What is being asked: Copy out the lines below word for word, from the line containing "Find the green grass" through the final line, and leave the pictures out.

Listed records:
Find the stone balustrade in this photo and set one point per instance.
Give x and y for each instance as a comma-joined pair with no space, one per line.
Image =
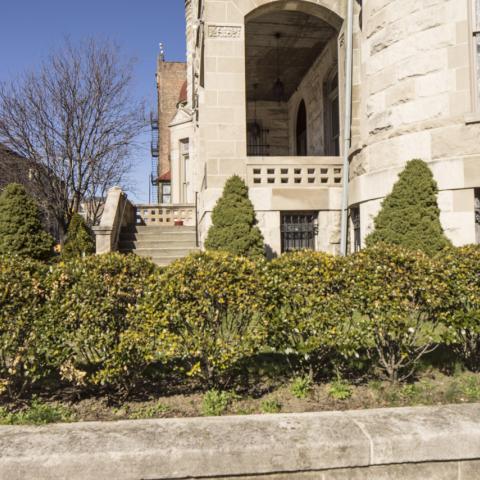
295,172
165,215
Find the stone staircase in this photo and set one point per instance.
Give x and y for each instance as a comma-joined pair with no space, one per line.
163,244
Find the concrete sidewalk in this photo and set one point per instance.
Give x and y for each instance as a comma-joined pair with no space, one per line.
408,443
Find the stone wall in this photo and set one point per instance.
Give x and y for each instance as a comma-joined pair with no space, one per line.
170,78
441,443
311,91
416,102
274,117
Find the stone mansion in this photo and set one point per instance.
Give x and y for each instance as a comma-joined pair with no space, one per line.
264,93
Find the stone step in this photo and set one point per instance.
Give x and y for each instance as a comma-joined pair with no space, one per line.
149,242
161,252
164,237
164,261
157,230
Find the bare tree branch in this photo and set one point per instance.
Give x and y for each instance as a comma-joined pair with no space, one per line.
74,120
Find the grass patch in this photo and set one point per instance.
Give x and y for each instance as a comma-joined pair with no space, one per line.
37,413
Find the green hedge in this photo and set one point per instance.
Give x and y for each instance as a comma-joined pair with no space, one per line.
117,321
85,312
461,267
306,322
206,310
22,295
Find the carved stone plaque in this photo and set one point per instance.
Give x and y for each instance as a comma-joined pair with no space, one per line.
224,31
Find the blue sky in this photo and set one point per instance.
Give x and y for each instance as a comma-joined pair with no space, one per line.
32,28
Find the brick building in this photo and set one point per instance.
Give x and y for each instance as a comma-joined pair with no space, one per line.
171,81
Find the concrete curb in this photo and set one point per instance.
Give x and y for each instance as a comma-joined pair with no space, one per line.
243,445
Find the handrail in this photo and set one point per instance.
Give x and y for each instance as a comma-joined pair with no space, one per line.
120,222
197,243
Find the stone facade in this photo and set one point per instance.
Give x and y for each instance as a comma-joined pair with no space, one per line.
170,78
250,64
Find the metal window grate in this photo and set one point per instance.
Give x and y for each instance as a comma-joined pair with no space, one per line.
298,231
357,239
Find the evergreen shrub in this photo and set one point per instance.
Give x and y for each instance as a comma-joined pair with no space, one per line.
21,230
308,320
410,216
461,270
79,241
214,305
22,293
395,298
233,229
86,312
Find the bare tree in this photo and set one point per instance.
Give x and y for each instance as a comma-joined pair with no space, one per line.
75,121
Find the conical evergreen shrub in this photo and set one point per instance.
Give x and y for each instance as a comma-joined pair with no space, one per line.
410,216
233,219
21,230
79,241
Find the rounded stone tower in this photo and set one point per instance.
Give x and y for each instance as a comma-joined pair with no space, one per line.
417,97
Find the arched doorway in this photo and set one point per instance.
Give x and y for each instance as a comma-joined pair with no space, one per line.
301,130
290,49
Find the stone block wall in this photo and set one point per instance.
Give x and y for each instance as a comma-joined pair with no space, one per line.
416,92
311,91
170,78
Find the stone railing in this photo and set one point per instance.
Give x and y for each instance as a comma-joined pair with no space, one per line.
165,215
441,443
294,172
117,213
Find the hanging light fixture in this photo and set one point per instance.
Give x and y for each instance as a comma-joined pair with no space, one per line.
255,127
278,86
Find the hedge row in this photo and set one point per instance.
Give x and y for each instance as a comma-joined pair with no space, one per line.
114,320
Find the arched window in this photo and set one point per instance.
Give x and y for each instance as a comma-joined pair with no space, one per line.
302,130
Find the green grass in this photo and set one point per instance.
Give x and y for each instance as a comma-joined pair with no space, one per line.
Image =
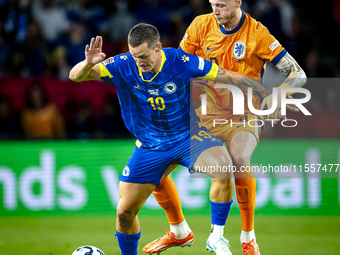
276,235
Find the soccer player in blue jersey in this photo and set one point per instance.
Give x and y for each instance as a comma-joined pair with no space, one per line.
153,86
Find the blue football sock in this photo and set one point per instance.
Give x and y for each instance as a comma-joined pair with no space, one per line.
219,212
128,243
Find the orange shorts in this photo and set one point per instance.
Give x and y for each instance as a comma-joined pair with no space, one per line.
225,126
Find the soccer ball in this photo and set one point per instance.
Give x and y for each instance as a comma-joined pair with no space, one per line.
88,250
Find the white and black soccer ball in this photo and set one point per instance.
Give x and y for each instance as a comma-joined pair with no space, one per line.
88,250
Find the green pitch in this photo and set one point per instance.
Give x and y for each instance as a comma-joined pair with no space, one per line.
276,235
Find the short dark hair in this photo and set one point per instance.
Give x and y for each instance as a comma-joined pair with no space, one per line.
142,33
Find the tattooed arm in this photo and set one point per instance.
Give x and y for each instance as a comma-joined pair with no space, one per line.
296,77
241,81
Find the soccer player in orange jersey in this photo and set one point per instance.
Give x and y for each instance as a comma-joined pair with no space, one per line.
235,41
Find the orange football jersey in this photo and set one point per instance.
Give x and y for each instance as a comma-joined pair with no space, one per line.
245,49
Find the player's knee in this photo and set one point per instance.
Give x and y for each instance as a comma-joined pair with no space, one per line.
223,182
124,216
241,161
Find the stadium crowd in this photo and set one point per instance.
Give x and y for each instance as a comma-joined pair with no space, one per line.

Solution to the exercise:
Find the green grass in this photo and set one point per instance.
Give x and y for each instance as a comma-joined pair with no space, one per line.
Image =
276,235
Find the soccer player in blue jersey in this photo and set one point per instance.
Give x and y for each instance as a comma-joined pair with no space, one per line.
153,86
Find the blue football sock in this photo and set one point per instance.
Give x and y for each instance as a comma-joined pair with no space, one per line.
219,212
128,243
Find the orange shorts in this photo and set one point per instance.
Give x and y for each instance as a comma-joined pair with no space, one per line.
225,126
Find the soccer ball in this photo and set one point per instance.
Give x and y for each instance as a comma-joined pair with no space, one per line.
88,250
Find the white and black soccer ball in this photo and set one point per instance.
Give x and y for each instance as a comma-joined pair with no space, one per line.
88,250
Find the green pitch in this photo and set one point per instance.
Give x and y for each instance as a comma-joined pair with no space, one per line.
276,235
Find the short dark hair in this photo and set one point per instance.
Give x and y for each instance as a comma-joined pair with no space, one per line.
142,33
Find the tattooed arm in this photo and set one point per instance.
Give x and y for each instance as a comma-joined pair with no space, one per line.
296,77
241,81
Find the soccer player in orange jersey in this photo and set one point per instance.
Give x and y for each instance as a comma-joined pair with no space, one per line.
235,41
Find the orange football jersey in this photo and set one point per instance.
Give x and y for each instance as a comma-joined pair with no space, one per line.
245,49
Find the player's knee in this photo and set one point per instance.
Give x and y for each instance as a comma-joined pair with no space, one per line.
223,182
124,216
241,161
Find the stadium crowd in this photo and set one point per instance.
Give x and y for each instance as a comma-joined pair with no space, one per line.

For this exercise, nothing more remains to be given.